Exercise details — What is needed is a single figure: how many lines of the records below contain the word "dense".

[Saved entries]

========

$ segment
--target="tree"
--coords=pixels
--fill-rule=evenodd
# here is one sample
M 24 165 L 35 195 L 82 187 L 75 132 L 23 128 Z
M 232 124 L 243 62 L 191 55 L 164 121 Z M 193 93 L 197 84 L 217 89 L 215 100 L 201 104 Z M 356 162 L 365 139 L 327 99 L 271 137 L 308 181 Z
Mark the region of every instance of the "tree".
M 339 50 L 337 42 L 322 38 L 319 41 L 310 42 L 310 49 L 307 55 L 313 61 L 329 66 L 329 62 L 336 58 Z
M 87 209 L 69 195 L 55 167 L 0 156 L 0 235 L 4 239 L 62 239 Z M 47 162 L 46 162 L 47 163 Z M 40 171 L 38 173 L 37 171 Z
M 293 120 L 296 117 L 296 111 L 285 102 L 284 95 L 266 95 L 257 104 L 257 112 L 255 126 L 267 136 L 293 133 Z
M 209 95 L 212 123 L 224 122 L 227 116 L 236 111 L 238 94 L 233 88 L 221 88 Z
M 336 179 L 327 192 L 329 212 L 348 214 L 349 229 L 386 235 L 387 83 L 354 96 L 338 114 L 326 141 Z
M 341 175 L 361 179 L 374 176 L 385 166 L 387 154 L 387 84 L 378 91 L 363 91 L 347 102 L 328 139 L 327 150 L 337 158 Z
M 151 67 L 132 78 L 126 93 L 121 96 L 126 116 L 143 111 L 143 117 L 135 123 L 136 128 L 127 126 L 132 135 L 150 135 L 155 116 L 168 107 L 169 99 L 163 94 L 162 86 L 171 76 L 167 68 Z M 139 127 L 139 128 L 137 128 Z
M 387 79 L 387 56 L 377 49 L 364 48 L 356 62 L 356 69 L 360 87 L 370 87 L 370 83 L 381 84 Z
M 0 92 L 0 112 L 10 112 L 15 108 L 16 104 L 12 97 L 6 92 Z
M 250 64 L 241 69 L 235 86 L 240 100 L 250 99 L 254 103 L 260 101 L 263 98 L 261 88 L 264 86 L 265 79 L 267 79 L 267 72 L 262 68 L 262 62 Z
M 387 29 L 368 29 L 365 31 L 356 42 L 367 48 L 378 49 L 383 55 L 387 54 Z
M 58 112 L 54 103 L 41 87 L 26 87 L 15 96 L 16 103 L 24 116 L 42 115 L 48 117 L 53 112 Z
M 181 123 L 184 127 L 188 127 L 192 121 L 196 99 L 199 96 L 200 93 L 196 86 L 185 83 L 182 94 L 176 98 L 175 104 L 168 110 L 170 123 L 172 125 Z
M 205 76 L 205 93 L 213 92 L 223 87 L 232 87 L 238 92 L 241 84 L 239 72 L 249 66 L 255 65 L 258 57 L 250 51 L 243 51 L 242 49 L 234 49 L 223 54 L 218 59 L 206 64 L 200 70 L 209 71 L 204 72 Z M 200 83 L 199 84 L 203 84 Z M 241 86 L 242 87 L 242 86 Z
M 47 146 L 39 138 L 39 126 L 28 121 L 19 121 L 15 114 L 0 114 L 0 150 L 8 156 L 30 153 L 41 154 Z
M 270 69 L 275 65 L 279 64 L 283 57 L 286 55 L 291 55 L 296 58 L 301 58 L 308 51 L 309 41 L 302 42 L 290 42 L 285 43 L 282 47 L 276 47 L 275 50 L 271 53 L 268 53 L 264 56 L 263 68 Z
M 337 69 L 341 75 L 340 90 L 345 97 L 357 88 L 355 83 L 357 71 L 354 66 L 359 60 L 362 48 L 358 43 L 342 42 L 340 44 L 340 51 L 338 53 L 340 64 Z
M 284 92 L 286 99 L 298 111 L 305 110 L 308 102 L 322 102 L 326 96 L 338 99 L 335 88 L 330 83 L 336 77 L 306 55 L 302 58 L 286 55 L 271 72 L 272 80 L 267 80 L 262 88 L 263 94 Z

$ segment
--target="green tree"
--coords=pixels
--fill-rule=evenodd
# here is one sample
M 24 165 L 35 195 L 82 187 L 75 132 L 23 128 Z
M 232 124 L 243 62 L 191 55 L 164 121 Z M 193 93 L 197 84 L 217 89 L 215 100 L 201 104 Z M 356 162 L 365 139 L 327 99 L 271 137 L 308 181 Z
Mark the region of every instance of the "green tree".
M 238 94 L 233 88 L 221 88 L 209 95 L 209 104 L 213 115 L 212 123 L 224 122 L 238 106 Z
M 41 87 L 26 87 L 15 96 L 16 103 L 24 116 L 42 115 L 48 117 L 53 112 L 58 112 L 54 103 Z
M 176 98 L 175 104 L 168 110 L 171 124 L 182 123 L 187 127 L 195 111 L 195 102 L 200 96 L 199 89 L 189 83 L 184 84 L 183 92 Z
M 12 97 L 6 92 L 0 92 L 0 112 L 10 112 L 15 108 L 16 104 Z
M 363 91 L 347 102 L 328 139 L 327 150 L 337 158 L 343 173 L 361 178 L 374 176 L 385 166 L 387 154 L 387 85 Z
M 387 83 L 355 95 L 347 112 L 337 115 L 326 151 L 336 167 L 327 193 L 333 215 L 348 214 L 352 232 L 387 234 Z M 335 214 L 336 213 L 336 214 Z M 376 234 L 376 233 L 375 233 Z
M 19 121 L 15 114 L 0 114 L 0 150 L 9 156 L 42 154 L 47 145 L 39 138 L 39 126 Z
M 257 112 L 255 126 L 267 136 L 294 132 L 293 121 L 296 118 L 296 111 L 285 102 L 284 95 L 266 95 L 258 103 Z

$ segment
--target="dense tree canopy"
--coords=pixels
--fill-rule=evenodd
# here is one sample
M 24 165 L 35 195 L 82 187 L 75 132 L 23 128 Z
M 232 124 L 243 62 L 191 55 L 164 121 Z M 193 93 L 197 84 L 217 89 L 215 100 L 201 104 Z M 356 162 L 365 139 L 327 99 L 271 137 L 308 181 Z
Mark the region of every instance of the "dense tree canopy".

========

Answer section — 2